Short exercise:
Rewrite everything from the line containing "Objective — for every instance of the metal railing" down to the line containing "[[1250, 718], [546, 423]]", both lines included and in full. Shift each coordinate in the answers by adding 20 to it.

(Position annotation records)

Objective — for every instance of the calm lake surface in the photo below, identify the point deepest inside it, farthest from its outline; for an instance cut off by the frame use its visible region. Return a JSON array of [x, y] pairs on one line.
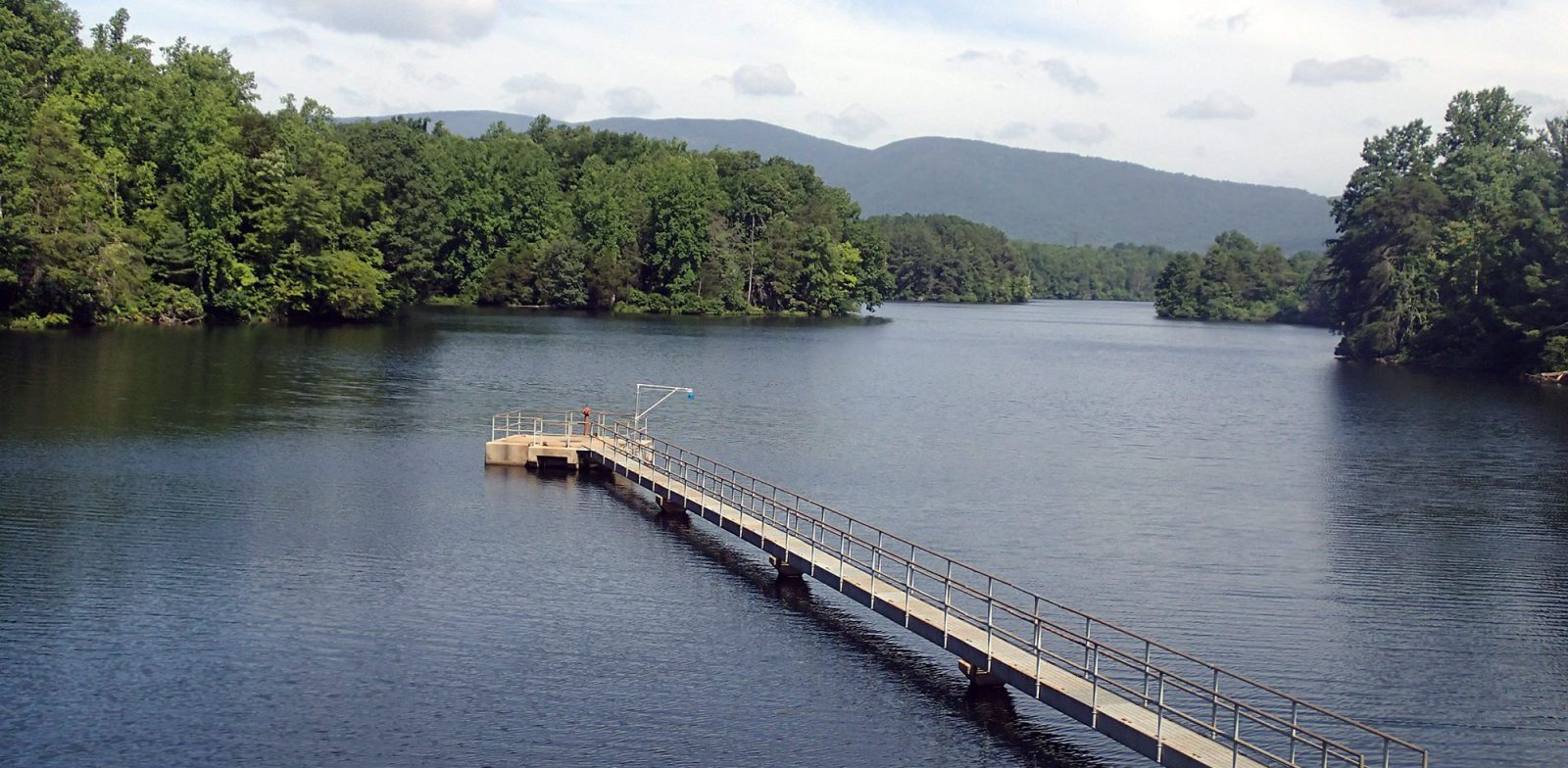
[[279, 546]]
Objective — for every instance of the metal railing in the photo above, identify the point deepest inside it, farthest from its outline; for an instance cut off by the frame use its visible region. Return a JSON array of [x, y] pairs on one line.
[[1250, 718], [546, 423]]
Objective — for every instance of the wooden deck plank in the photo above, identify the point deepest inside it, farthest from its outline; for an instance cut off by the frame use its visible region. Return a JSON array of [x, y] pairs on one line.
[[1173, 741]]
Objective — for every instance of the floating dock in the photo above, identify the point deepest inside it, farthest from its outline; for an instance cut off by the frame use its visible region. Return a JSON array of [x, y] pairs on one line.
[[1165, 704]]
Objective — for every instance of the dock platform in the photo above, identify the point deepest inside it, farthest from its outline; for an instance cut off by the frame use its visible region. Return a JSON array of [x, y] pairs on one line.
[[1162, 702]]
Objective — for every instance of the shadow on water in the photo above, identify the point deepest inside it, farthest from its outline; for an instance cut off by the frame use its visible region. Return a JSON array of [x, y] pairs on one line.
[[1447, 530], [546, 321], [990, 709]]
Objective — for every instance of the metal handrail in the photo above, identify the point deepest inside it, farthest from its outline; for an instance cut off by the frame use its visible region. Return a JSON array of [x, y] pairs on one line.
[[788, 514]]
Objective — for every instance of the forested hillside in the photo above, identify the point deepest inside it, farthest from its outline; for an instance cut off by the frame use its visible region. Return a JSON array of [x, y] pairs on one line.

Final result:
Objective — for every instance of the metal railing in the photo above, identify the point deepest inside it, farthest from its outline; for an instance cut off by the frame use its visible region. Return a JSON array of [x, y] pairs on one line.
[[1270, 738], [566, 443]]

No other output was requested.